**Exercise:** Once the line containing "Target: wet pavement" is found in the records below, return it and each following line exactly, up to and including the line containing "Target: cbs news minnesota logo", and nothing else.

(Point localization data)

################

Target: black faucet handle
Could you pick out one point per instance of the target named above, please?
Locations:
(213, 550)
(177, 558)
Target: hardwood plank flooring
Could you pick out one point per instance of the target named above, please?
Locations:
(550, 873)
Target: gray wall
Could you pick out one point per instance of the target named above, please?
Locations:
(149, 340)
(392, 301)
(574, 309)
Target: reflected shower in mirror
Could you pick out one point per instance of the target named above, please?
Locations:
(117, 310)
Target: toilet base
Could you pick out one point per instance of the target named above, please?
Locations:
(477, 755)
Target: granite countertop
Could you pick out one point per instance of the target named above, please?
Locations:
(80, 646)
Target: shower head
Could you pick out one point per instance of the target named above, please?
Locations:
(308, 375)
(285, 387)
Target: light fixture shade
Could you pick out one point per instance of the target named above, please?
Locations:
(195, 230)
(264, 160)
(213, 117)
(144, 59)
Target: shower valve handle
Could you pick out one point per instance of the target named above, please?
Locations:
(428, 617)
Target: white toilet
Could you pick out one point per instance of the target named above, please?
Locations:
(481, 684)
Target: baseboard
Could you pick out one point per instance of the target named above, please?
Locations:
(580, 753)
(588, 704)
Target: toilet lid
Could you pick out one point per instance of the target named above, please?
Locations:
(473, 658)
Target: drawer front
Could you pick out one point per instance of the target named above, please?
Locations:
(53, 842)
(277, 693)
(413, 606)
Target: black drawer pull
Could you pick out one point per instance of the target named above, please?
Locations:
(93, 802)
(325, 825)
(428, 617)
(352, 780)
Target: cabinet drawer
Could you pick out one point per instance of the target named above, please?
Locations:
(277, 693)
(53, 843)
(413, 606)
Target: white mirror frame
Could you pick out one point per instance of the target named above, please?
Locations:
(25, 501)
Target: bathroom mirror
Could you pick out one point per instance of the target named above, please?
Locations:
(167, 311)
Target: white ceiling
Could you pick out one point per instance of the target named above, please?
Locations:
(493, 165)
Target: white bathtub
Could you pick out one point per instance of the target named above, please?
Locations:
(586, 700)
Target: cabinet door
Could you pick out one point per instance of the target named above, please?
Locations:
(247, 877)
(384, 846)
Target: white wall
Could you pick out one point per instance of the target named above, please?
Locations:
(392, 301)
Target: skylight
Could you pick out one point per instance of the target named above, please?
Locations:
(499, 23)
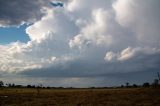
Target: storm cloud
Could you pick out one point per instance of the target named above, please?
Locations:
(83, 39)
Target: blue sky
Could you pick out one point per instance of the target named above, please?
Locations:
(13, 34)
(80, 43)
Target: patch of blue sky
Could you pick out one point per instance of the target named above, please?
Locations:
(13, 34)
(57, 4)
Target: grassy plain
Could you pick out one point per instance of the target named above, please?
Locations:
(79, 97)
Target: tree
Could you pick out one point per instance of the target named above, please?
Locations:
(135, 86)
(146, 84)
(1, 83)
(127, 84)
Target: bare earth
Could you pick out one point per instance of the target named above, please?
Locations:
(79, 97)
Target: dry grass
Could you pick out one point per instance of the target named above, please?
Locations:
(79, 97)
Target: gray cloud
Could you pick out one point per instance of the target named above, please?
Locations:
(83, 41)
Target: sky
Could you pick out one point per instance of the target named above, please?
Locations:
(79, 43)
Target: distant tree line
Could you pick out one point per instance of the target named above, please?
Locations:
(155, 84)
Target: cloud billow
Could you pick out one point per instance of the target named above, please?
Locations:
(83, 39)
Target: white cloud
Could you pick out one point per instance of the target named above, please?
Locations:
(129, 53)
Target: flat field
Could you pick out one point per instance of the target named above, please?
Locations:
(79, 97)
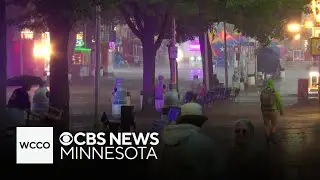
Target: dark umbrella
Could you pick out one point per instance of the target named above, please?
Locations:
(24, 80)
(268, 61)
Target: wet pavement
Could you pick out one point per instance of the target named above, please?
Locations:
(298, 152)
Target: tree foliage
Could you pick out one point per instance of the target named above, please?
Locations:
(267, 19)
(261, 19)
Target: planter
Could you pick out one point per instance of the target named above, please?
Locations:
(242, 86)
(69, 76)
(159, 104)
(268, 76)
(282, 74)
(141, 100)
(251, 80)
(116, 110)
(172, 97)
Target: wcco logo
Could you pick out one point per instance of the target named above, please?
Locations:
(34, 145)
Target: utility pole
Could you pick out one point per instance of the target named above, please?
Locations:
(97, 65)
(206, 61)
(226, 76)
(173, 53)
(21, 54)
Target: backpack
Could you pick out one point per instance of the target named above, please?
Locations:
(268, 97)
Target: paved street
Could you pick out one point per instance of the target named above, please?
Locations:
(297, 156)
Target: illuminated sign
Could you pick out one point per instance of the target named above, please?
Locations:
(26, 34)
(42, 47)
(315, 46)
(79, 40)
(194, 45)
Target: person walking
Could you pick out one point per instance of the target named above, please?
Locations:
(271, 106)
(40, 100)
(18, 107)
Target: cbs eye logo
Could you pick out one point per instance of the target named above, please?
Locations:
(66, 138)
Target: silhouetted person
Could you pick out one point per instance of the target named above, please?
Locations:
(215, 80)
(18, 104)
(40, 100)
(245, 161)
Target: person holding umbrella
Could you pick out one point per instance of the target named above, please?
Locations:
(40, 100)
(18, 104)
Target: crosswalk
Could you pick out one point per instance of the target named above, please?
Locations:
(255, 100)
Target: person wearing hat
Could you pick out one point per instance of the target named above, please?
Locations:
(245, 159)
(40, 100)
(185, 153)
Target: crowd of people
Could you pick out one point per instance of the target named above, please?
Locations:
(186, 153)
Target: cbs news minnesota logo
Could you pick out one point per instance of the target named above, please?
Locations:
(34, 145)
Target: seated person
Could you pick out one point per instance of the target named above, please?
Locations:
(40, 100)
(18, 105)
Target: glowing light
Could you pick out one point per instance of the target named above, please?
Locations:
(82, 49)
(315, 5)
(313, 73)
(309, 24)
(294, 27)
(180, 55)
(297, 37)
(41, 50)
(26, 34)
(194, 47)
(79, 40)
(42, 47)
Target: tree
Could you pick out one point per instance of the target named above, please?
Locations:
(3, 59)
(266, 19)
(150, 21)
(58, 17)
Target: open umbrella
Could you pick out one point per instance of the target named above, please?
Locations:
(24, 80)
(268, 60)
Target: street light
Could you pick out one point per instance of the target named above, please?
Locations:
(308, 24)
(297, 37)
(294, 27)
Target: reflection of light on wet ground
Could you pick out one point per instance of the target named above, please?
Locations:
(195, 72)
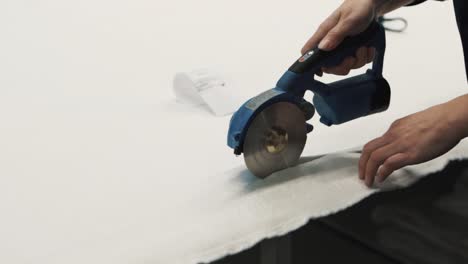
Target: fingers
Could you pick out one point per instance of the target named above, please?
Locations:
(392, 164)
(377, 158)
(335, 35)
(363, 56)
(367, 151)
(321, 32)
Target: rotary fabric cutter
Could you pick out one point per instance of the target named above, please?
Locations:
(271, 128)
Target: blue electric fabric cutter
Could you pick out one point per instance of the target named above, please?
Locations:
(271, 129)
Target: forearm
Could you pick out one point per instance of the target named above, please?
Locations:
(386, 6)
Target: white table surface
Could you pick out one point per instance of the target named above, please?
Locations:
(91, 136)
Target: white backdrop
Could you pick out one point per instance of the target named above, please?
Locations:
(95, 154)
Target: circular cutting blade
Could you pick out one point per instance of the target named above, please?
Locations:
(275, 139)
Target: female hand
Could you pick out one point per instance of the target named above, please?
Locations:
(414, 139)
(351, 18)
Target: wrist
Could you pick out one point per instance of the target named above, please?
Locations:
(459, 115)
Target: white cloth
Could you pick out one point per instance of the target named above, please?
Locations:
(206, 87)
(98, 164)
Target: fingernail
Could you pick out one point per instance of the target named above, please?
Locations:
(325, 44)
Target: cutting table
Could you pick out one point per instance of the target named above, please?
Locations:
(98, 162)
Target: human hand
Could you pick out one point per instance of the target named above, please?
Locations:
(351, 18)
(414, 139)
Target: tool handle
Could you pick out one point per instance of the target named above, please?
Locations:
(315, 59)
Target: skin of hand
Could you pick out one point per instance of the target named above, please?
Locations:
(414, 139)
(351, 18)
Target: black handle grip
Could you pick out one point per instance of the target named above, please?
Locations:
(313, 60)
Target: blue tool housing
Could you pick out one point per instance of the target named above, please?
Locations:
(336, 102)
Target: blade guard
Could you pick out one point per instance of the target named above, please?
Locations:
(242, 118)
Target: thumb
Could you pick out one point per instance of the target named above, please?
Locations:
(321, 32)
(335, 36)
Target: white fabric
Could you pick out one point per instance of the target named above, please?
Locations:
(206, 87)
(99, 164)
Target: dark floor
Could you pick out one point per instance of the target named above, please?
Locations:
(426, 223)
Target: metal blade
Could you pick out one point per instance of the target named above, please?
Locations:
(275, 139)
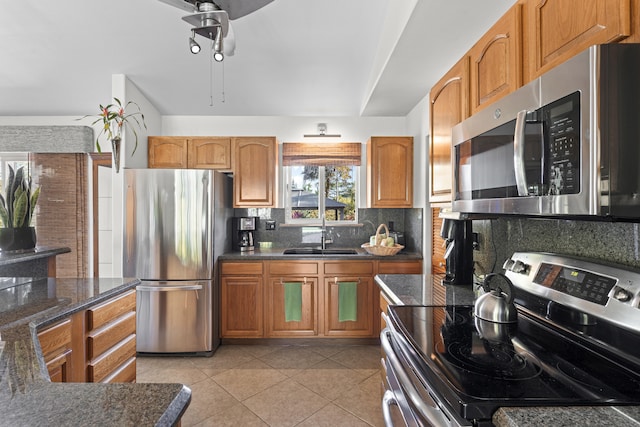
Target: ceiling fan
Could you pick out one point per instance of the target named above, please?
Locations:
(210, 19)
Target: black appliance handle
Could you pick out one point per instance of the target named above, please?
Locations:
(506, 289)
(518, 153)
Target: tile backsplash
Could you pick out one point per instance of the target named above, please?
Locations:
(408, 221)
(604, 242)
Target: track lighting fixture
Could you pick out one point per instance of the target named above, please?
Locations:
(193, 44)
(218, 48)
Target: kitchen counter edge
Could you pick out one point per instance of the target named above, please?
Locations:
(278, 254)
(30, 398)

################

**Written answer:**
Target: wet pavement
Could you pick out one point per instance of the target named above, please?
Locations:
(298, 152)
Target: tree foliage
Could you pick out one point per instance of the target named above, please?
Locations:
(267, 19)
(261, 19)
Target: planter
Could you pick out one point per instance of the target named above, please?
Locations:
(242, 86)
(69, 76)
(159, 104)
(268, 76)
(282, 74)
(141, 100)
(251, 80)
(116, 110)
(172, 97)
Target: wcco logo
Could you pick out one point per instance of the target named above, please?
Locations:
(34, 145)
Target: utility pole
Could you pick out one point per instance of the target named above, please?
Locations:
(97, 65)
(206, 61)
(226, 76)
(173, 53)
(21, 54)
Target: backpack
Could you pick out one point per instance of the target named above, please?
Locations:
(268, 97)
Target: paved street
Could you pick out one point per instance of the target named above, please?
Locations:
(297, 156)
Target: illuminated sign
Could you pick out one point per instance of the target named above, please?
Locations:
(26, 34)
(42, 47)
(315, 46)
(79, 40)
(194, 45)
Target: person walking
Could you pick out one point per instance of the target named above, please?
Locations:
(271, 106)
(40, 100)
(18, 107)
Target: cbs eye logo
Could you pick out one point per instance of the target named above, please?
Locations:
(66, 138)
Target: silhouetted person
Could you pick out one point per instance of the target named above, please?
Locations:
(215, 80)
(18, 104)
(40, 100)
(245, 161)
Target: person holding umbrella
Could you pick out one point per instance of the target named above, please?
Locations:
(40, 100)
(18, 104)
Target: crosswalk
Could you pick out one point per instance of the target named above, please?
Locations:
(255, 100)
Target: person wearing hat
Could you pick out one point per instance of the target named above, please?
Locations:
(245, 159)
(40, 100)
(185, 153)
Target: crowd of people
Could you pick out one point per instance of the target named above, please?
Locations:
(186, 153)
Target: cbs news minnesota logo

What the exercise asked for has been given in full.